*** SOURCE

The real valued vector representation for words can be learned while training the neural network. We can do this in the Keras deep learning library using the Embedding layer.

## What are word embeddings for text?

### What are word embeddings ?

A **word embedding** is a way of *representing text* where *each word* in the vocabulary is represented by a *real valued vector in a high-dimensional space*. The vectors are learned in such a way that *words that have similar meanings will have similar representation in the vector space* (close in the vector space).<br><br>
$\implies$ word embeddings = a class of techniques where individual words are represented as real-valued vectors in a predefined vector space $\to$ each word is mapped to one vector and the vector values are learned.

### Words embeddings algorithms

**Word embedding methods** learn a *real-valued vector representation* for a *predefined fixed sized vocabulary* from a corpus of text.

#### Embedding Layer

REQUIRES THE DOCUMENT TO BE CLEANED

The **Embedding Layer** is a *word embedding* that is learned jointly with a *neural network model* on a specific natural language processing task.
- The size of the vector space is specified as part of the model
- The embedding layer is used on the front end of a neural network and is fit in a supervised way using the Backpropagation algorithm
- If a multilayer Perceptron model is used, then the word vectors are concatenated before being fed as input to the model
- If a recurrent neural network is used, then each word may be taken as one input in a sequence

#### Word2vec

**Word2vec** (founded by a Google team) is one of the most popular *models* used to *create word embeddings*.

2 methods :
- *Continuous Bag-of-Words model (CBOW)* = the less popular of the two models, uses source words to predict the target words<br> $\implies$ "I want to learn Python" uses "I want to learn" to predict "Python"<br><br>
- *Skip-Gram Model* = uses target words to predict the source, or context<br> $\implies$ "The quick brown fox jumped over the lazy dog" $\to$ breaks the sentence in pairs (context = 2 words surrounding, target) $\implies$ ([the, brown],quick), ([quick,fox],brown), ([brown,jumped],fox),... $\to$ pairs reduced to (input = word, output = 1/2 of the 2 words surrounding) (input = word, output = 1/2 of the 2 words surrounding)<br>
![](images/Word2Vec-Training-Models.png)

******

__WRITTEN TASK 1__.
Write out the word embeddings text from "#### Embedding Layer" to "language processing task.".
__WRITTEN TASK 2__.
Extend the word embeddings text by writing what follows its final line.
The data after the word embeddings text are not used in any of this work.

*** DATA RECORDS

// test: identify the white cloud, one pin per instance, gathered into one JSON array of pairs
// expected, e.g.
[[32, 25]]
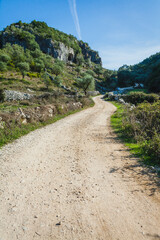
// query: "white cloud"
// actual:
[[115, 57], [73, 9]]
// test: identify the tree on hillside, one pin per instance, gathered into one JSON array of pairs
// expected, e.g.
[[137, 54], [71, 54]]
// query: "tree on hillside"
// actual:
[[98, 70], [79, 59], [57, 81], [23, 67], [46, 80], [57, 69], [86, 83]]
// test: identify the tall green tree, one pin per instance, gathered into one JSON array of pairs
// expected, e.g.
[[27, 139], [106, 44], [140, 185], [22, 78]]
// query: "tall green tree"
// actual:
[[86, 83], [23, 67], [46, 80]]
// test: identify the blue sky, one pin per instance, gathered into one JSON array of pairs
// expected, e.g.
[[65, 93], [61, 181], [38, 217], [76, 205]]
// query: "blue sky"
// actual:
[[122, 31]]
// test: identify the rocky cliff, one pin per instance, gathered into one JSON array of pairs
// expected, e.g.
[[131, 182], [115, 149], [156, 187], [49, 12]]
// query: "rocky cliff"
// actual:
[[50, 41]]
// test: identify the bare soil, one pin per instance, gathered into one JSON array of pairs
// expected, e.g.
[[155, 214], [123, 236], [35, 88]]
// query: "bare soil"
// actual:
[[73, 180]]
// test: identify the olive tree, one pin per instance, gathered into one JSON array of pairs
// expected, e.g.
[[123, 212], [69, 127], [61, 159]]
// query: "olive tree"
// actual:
[[46, 80], [23, 67], [86, 83]]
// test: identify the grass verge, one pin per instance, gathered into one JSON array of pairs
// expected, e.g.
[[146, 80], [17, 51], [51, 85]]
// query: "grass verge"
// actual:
[[15, 131], [134, 147]]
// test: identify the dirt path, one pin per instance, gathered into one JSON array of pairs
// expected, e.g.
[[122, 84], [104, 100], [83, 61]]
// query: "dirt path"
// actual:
[[73, 180]]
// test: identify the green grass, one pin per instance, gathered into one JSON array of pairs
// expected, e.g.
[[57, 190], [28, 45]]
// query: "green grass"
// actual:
[[137, 90], [116, 123], [15, 131]]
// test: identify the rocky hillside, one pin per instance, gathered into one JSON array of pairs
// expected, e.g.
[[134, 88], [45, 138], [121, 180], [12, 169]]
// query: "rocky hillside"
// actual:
[[37, 35]]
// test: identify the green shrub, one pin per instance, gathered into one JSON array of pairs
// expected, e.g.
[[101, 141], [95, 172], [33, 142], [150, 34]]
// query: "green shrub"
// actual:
[[139, 97], [3, 66], [2, 96], [143, 124]]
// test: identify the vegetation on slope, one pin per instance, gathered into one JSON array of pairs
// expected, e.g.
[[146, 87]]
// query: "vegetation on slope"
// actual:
[[139, 128]]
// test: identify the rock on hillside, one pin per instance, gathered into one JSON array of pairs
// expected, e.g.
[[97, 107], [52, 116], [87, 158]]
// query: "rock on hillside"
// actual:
[[138, 73], [49, 40]]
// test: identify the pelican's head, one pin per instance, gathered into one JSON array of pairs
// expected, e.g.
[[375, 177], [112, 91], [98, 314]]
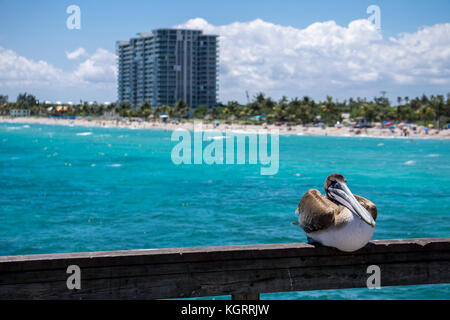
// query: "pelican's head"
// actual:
[[336, 189]]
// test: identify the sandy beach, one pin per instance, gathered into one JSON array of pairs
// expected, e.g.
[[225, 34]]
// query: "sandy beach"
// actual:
[[419, 133]]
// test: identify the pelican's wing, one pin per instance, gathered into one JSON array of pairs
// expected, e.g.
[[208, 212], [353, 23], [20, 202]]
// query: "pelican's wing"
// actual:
[[368, 205], [316, 212]]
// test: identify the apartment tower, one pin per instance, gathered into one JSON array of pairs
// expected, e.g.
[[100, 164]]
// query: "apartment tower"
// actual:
[[167, 65]]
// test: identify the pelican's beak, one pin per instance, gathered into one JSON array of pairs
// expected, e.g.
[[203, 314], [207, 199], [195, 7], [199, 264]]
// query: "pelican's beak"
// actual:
[[342, 194]]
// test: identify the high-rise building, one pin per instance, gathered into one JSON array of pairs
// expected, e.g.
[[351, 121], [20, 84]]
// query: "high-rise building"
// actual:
[[167, 65]]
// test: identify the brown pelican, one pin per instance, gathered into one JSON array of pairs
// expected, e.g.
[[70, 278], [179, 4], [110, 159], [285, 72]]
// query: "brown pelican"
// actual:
[[339, 219]]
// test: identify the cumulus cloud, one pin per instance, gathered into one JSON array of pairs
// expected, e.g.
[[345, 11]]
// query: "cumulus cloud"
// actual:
[[98, 70], [325, 57], [16, 70], [76, 54], [100, 67]]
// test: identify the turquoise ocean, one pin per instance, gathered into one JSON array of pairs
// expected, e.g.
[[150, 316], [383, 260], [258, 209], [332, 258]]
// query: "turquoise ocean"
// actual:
[[73, 189]]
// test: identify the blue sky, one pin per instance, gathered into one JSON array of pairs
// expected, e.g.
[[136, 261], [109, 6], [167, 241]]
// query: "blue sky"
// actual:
[[36, 31]]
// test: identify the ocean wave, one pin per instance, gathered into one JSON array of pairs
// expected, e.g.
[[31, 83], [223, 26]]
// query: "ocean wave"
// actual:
[[115, 165]]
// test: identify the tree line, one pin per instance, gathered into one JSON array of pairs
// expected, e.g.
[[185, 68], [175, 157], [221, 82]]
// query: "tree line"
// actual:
[[424, 109]]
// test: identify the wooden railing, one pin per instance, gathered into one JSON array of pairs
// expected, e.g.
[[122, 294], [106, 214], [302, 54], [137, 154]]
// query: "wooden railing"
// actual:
[[241, 271]]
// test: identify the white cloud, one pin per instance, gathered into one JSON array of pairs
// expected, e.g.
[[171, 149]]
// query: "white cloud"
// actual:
[[98, 71], [16, 70], [76, 54], [98, 68], [325, 58]]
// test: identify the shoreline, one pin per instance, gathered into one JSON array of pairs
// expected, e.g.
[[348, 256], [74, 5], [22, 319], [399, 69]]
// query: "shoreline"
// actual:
[[297, 130]]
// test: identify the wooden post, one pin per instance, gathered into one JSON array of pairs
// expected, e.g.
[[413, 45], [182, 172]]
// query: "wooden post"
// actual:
[[245, 296], [241, 271]]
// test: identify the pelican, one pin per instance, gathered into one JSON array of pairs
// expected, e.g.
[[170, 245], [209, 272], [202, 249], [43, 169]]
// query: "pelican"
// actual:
[[339, 219]]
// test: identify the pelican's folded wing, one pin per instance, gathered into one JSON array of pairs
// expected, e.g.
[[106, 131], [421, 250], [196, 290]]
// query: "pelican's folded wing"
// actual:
[[316, 212], [368, 205]]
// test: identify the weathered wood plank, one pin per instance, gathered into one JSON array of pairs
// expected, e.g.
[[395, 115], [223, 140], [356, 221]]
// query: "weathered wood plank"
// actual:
[[209, 271]]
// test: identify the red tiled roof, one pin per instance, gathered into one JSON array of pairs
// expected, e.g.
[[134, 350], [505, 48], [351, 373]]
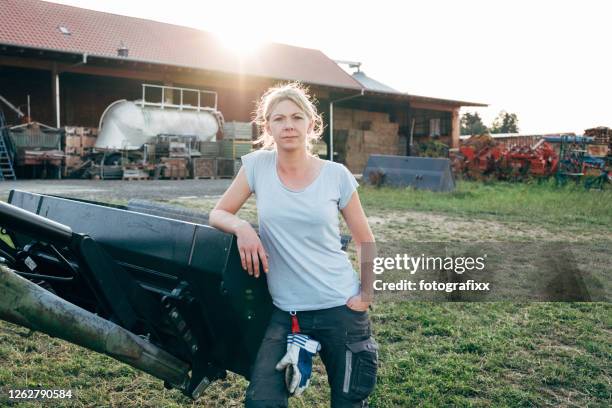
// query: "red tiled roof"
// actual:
[[35, 24]]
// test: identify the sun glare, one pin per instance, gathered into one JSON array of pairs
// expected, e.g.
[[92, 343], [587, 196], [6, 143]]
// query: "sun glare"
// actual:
[[240, 43]]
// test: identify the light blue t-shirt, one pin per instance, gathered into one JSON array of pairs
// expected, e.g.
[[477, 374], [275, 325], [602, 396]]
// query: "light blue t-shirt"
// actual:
[[300, 232]]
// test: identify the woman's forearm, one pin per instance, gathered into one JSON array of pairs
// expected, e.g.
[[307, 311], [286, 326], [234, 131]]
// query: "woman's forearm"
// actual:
[[225, 221]]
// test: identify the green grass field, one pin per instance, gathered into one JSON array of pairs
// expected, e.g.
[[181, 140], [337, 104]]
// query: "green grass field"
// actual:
[[432, 354]]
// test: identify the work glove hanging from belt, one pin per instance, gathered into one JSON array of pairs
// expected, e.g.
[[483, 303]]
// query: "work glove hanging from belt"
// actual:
[[297, 362]]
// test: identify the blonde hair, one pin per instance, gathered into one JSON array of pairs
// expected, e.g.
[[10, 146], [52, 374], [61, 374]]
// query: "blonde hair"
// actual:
[[296, 93]]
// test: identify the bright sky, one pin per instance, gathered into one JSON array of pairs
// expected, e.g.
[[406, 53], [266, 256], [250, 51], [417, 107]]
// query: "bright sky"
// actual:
[[550, 62]]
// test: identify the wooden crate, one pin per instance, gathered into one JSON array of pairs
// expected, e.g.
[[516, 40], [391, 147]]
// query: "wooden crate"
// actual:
[[135, 174], [225, 167], [73, 161]]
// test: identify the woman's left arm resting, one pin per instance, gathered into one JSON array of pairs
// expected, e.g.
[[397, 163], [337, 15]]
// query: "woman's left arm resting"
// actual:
[[364, 242]]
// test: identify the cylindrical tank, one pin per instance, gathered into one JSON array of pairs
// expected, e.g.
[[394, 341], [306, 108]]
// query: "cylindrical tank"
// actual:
[[127, 125]]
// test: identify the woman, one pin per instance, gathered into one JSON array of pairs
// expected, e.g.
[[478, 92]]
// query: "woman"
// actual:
[[309, 276]]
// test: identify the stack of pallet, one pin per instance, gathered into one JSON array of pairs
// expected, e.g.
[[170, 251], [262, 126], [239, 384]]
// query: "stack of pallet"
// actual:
[[79, 141], [357, 134], [174, 168]]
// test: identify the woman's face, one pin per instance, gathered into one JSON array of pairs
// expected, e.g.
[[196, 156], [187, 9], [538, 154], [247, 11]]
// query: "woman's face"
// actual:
[[289, 126]]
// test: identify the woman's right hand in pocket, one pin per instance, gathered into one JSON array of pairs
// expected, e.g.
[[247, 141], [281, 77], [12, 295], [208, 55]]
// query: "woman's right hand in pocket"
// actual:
[[252, 254]]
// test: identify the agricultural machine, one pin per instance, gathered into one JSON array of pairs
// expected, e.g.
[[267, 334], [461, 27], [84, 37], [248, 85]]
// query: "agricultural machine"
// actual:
[[148, 284], [483, 158], [564, 157]]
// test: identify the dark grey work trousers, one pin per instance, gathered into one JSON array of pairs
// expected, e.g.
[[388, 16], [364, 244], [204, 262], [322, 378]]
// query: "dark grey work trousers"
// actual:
[[348, 351]]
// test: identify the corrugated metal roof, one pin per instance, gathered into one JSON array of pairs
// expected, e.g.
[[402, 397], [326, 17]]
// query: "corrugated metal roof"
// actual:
[[371, 84], [36, 24]]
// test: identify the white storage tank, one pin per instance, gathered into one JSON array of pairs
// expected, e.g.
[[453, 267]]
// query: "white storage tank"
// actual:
[[127, 125]]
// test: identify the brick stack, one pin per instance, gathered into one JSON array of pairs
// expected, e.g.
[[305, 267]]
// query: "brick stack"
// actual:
[[79, 141], [204, 167], [357, 134], [603, 141], [174, 168], [238, 130]]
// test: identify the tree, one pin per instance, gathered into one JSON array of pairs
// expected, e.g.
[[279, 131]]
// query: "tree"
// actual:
[[472, 124], [505, 123]]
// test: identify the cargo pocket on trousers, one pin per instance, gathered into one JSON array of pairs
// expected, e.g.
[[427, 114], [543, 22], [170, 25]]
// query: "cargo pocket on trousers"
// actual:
[[360, 369]]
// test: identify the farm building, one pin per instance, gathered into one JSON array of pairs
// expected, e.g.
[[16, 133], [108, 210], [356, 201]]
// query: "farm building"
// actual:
[[66, 65]]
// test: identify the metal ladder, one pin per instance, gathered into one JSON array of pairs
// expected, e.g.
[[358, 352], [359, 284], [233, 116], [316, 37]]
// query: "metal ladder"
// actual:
[[6, 165]]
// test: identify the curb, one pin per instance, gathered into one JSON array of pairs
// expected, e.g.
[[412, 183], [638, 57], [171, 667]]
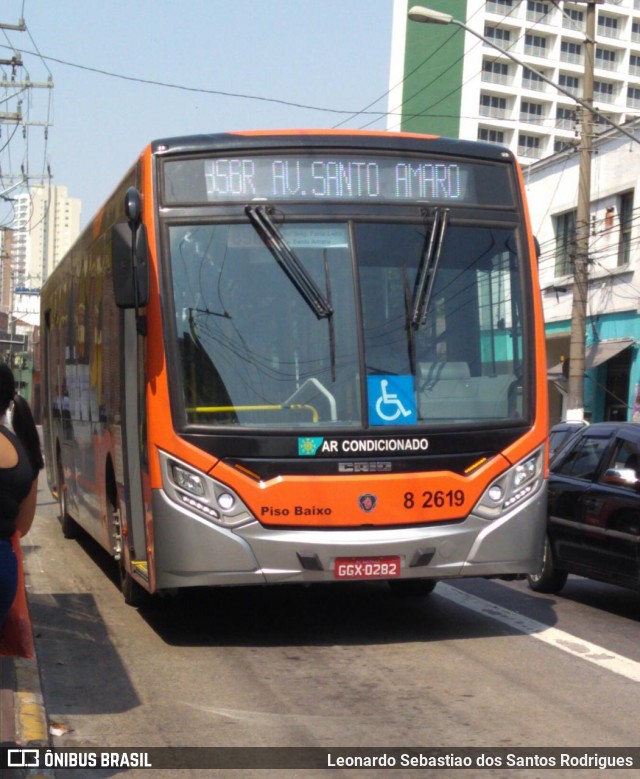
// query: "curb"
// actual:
[[24, 718]]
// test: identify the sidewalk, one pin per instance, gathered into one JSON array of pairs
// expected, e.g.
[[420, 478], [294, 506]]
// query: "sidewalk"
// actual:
[[23, 719]]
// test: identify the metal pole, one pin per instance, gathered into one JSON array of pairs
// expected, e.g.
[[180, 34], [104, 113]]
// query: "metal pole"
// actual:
[[575, 400]]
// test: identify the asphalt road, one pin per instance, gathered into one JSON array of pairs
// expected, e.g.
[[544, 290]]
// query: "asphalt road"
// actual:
[[476, 664]]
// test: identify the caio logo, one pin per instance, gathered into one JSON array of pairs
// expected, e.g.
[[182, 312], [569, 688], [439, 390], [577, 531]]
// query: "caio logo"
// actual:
[[367, 502]]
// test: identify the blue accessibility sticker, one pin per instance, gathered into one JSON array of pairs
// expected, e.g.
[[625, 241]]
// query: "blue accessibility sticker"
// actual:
[[391, 400], [307, 447]]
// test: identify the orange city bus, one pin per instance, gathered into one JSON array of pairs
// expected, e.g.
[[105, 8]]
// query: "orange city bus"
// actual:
[[302, 357]]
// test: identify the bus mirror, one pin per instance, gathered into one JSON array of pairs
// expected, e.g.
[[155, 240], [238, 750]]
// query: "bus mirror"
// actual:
[[127, 269], [536, 243], [133, 207]]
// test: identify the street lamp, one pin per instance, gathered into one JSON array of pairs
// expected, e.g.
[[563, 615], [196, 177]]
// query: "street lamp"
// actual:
[[575, 409]]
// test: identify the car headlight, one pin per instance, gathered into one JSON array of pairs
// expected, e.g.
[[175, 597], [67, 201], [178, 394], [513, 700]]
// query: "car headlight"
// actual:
[[512, 487], [202, 494]]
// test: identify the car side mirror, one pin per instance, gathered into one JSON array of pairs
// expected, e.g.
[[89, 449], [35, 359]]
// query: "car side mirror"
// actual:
[[621, 477]]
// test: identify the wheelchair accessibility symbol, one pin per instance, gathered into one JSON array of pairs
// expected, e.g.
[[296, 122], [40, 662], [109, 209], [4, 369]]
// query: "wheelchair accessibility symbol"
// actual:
[[391, 400]]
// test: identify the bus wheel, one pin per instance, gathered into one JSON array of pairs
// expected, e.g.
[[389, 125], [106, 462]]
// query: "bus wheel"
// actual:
[[68, 524], [549, 579], [412, 588], [134, 593]]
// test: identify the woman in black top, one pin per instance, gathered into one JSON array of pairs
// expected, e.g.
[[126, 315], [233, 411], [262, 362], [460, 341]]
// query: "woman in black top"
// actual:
[[20, 462]]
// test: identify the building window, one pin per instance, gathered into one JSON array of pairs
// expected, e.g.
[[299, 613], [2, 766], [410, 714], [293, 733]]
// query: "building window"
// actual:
[[499, 6], [535, 45], [495, 72], [562, 145], [531, 80], [633, 97], [608, 26], [565, 118], [606, 59], [537, 11], [493, 136], [531, 112], [603, 90], [529, 146], [565, 225], [493, 106], [570, 83], [570, 51], [625, 209], [499, 36], [573, 19]]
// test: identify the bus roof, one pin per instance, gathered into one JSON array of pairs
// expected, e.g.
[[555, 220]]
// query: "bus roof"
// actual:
[[343, 139]]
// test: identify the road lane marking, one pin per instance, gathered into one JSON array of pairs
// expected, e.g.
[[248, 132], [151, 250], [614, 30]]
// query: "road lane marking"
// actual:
[[557, 638]]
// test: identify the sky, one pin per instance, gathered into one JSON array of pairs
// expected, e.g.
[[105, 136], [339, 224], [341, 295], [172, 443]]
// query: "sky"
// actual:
[[281, 63]]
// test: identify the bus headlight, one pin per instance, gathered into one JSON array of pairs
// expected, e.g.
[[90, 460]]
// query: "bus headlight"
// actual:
[[201, 494], [512, 487]]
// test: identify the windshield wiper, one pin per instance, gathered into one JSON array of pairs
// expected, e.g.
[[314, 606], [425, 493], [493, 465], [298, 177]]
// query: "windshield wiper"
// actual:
[[428, 268], [288, 260]]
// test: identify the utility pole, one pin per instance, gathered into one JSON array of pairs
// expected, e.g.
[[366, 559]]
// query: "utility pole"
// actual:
[[575, 401]]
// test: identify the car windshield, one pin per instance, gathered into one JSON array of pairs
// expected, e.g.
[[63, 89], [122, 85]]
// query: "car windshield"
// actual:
[[391, 324]]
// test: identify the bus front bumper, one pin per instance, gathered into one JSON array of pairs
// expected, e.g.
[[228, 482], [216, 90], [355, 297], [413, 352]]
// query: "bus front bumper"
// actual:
[[192, 552]]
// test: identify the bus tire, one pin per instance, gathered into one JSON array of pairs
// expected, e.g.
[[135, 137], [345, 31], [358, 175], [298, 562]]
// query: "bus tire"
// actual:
[[68, 524], [412, 588], [549, 579], [134, 594]]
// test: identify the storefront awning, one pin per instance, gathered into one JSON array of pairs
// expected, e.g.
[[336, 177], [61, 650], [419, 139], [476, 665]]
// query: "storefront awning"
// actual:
[[594, 355]]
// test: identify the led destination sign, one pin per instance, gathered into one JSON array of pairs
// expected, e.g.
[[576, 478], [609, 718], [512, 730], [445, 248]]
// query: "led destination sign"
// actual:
[[335, 178]]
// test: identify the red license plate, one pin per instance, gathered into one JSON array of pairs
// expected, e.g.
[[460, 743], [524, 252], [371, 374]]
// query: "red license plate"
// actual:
[[366, 567]]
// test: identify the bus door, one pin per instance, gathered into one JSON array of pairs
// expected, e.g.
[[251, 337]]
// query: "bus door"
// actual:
[[134, 450], [130, 281]]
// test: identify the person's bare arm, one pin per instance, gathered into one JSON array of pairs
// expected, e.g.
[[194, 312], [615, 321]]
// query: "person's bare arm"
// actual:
[[27, 511]]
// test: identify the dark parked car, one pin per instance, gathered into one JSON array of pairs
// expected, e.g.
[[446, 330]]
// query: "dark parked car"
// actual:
[[593, 525], [561, 433]]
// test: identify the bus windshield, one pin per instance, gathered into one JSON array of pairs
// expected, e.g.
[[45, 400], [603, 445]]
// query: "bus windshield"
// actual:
[[414, 327]]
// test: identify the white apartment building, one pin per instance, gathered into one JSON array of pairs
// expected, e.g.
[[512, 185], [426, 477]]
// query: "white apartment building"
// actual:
[[445, 80], [46, 223], [612, 332]]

******

__RESPONSE 1__.
#### Embedding Layer

REQUIRES THE DOCUMENT TO BE CLEANED

The **Embedding Layer** is a *word embedding* that is learned jointly with a *neural network model* on a specific natural language processing task.

__RESPONSE 2__.
## Training

In [None]:
import keras
import numpy as np
from string import punctuation
from os import listdir
from numpy import array
from keras.preprocessing.text import Tokenizer
from keras.preprocessing.sequence import pad_sequences
from keras.models import Sequential
from keras.layers import Dense
from keras.layers import Flatten
from keras.layers import Embedding
from keras.layers.convolutional import Conv1D
from keras.layers.convolutional import MaxPooling1D
from keras import backend as K

### Create a vocabulary

In [None]:
# load doc into memory
def load_doc(filename):
    # open the file as read only
    file = open(filename, 'r')
    # read all text
    text = file.read()
    # close the file
    file.close()
    return text

# load the vocabulary
vocab_filename = 'vocab.txt'
vocab = load_doc(vocab_filename)
print (vocab[:50])

In [None]:
vocab = vocab.split()
print(vocab[:10])

In [None]:
print (set(vocab[:10]))
vocab = set(vocab)

### Load the documents

We need to load all of the training data movie reviews $\implies$ update process-doc() $\to$ load the documents (pos, neg) + clean them + return them as a list of strings (1 document per string)

In [None]:
# turn a doc into clean tokens
def clean_doc(doc, vocab):
    # split into tokens by white space
    tokens = doc.split()
    # remove punctuation from each token
    table = str.maketrans('', '', punctuation)
    tokens = [w.translate(table) for w in tokens]
    # filter out tokens not in vocab
    tokens = [w for w in tokens if w in vocab]
    tokens = ' '.join(tokens)
    return tokens

# load all docs in a directory
def process_docs(directory, vocab, is_trian):
    documents = list()
    # walk through all files in the folder
    for filename in listdir(directory):
        # skip any reviews in the test set
        if is_trian and filename.startswith('cv9'):
            continue
        if not is_trian and not filename.startswith('cv9'):
            continue
        # create the full path of the file to open
        path = directory + '/' + filename
        # load the doc
        doc = load_doc(path)
        # clean doc
        tokens = clean_doc(doc, vocab)
        # add to list
        documents.append(tokens)
    return documents
 
# load all training reviews
positive_docs = process_docs('review_polarity/txt_sentoken/pos', vocab, True)
print(positive_docs[0][:100])

In [None]:
# load all training reviews
negative_docs = process_docs('review_polarity/txt_sentoken/neg', vocab, True)
train_docs = negative_docs + positive_docs
print (negative_docs[0][:100])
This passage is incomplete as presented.